(GOAL)
Rewrite all of the data below as a numbered list, one line per item, and leave out any blank lines.

(DATASET ROWS)
————————

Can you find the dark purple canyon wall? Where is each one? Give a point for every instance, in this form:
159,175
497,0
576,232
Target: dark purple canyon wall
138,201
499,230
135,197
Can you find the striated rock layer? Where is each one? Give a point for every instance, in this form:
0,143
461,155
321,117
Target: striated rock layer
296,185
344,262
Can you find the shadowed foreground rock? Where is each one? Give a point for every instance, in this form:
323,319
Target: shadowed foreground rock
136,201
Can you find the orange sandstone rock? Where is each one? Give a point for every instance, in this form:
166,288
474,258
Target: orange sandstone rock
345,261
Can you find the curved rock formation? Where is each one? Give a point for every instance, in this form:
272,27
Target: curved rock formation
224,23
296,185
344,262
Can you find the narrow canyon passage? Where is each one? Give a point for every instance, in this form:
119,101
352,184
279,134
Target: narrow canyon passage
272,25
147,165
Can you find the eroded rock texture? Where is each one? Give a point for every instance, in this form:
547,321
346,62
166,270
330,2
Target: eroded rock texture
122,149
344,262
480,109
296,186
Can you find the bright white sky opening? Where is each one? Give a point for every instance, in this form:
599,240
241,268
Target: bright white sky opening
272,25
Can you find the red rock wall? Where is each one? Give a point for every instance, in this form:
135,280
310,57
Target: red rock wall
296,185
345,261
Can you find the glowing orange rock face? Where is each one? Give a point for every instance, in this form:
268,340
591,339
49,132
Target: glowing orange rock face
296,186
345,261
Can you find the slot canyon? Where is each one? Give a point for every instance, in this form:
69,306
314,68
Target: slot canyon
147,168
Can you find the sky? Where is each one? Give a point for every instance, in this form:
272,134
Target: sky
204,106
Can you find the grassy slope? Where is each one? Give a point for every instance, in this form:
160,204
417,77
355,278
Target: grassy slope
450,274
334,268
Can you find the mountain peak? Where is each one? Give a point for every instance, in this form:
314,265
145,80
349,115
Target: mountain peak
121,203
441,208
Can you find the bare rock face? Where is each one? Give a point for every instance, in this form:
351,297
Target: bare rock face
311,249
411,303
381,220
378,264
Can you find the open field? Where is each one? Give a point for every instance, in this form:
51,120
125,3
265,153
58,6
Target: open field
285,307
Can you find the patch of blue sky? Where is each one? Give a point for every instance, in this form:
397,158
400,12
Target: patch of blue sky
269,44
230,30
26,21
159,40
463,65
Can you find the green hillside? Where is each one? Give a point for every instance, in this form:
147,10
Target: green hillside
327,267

————————

(COMPLETE RESPONSE)
1. Can you find the dark purple canyon wall? Where is each one? Give a point for every instance, in this form:
2. 159,175
3. 497,0
4. 576,232
5. Target: dark purple canyon wall
6. 138,201
7. 499,230
8. 135,197
9. Can you find the striated rock layer? Where is each one? Give a point for every instance, in this form:
10. 0,143
11. 461,155
12. 321,117
13. Target: striated rock layer
14. 296,185
15. 344,262
16. Can you find the shadowed foreground rock? Where is each one? Give a point for every instance, in this form:
17. 323,319
18. Target: shadowed foreground rock
19. 136,201
20. Can you find the orange sandstone rock? Where is each one? Give a point for every instance, in this form:
21. 166,288
22. 474,258
23. Target: orange sandstone rock
24. 345,261
25. Can you find the curved rock formation? Where is each one? Give a point for every instance, in this form:
26. 272,27
27. Target: curved rock formation
28. 224,23
29. 296,185
30. 344,262
31. Can you find the narrow canyon passage? Where is each one? Give a point for every instance, in this form:
32. 119,101
33. 352,184
34. 279,134
35. Target: narrow canyon passage
36. 272,25
37. 147,165
38. Can you find the eroded rock texture? Where is each one? Give a point for every instance, in this form:
39. 547,321
40. 346,62
41. 166,270
42. 330,2
43. Target: eroded rock texture
44. 122,149
45. 344,262
46. 480,109
47. 296,186
48. Can you find the bright white sky opening? Where is each one? Give a point for every instance, in this form:
49. 599,240
50. 241,268
51. Target: bright white sky opening
52. 272,25
53. Can you find the red rock wall? Where is each one? Give a point for every instance, in this form:
54. 135,280
55. 310,57
56. Target: red rock wall
57. 296,185
58. 345,261
59. Can you find the glowing orange rock face? Where is each one? Give a point for every instance, in this form:
60. 268,340
61. 591,339
62. 49,132
63. Target: glowing orange rock face
64. 296,186
65. 345,261
66. Can you find the slot canyon? Where is each one? Give a point for every instance, in this form:
67. 69,306
68. 314,68
69. Target: slot canyon
70. 147,168
71. Can you find the sky? Where is each one? Give a point for every instance, in this form:
72. 272,134
73. Target: sky
74. 204,106
75. Can you find the grassy slope? Where is each one? Give a point for every instance, in this form:
76. 160,204
77. 417,77
78. 355,278
79. Target: grassy slope
80. 450,274
81. 334,268
82. Can you find the mountain peak? Where is each one? Give a point for every instance, in this form:
83. 314,265
84. 145,80
85. 349,115
86. Target: mountain peak
87. 121,203
88. 441,208
89. Can you find the bare rock face? Where is each one? Give a point for every instance, in this form:
90. 351,297
91. Target: bare rock face
92. 311,249
93. 411,303
94. 381,220
95. 378,264
96. Can you find the open field? Where is each one? Give a point for every instance, in this form:
97. 51,120
98. 125,3
99. 265,153
100. 58,6
101. Target: open field
102. 285,307
103. Can you find the patch of blue sky? Where is each one? Give a point for every instance, in this form:
104. 397,158
105. 400,12
106. Target: patch of blue sky
107. 269,44
108. 230,30
109. 26,21
110. 159,40
111. 463,65
112. Can you find the green hillside? Where is each one? Give a point for every instance, in this form:
113. 147,10
114. Target: green hillside
115. 327,267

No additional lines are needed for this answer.